> _Your assignment_:
Every line of the listing below should be written out exactly, minus its images.

> _Provided entries_:
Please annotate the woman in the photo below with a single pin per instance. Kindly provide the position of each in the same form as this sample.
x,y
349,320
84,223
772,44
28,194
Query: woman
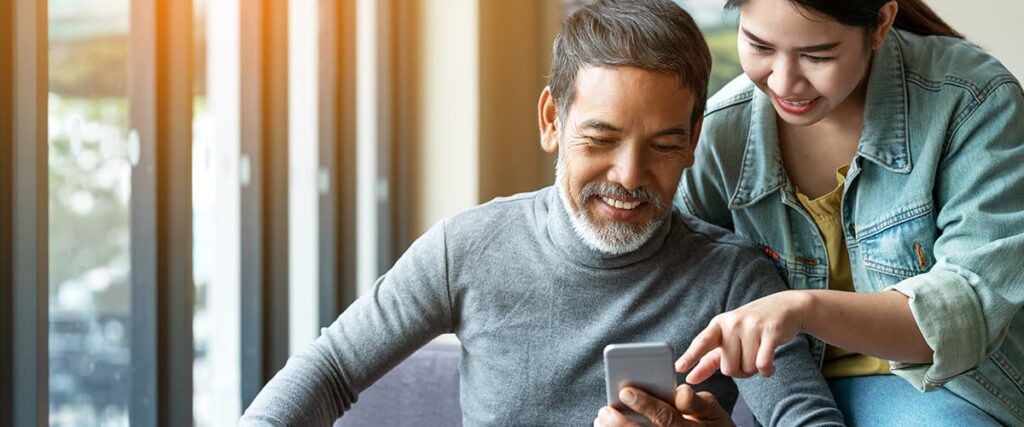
x,y
876,157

> _Written response_:
Please annotate the woman in the photo below with a single pin per instance. Kindly provide the position of each in the same form as this sample.
x,y
349,320
84,223
772,44
28,194
Query: woman
x,y
876,157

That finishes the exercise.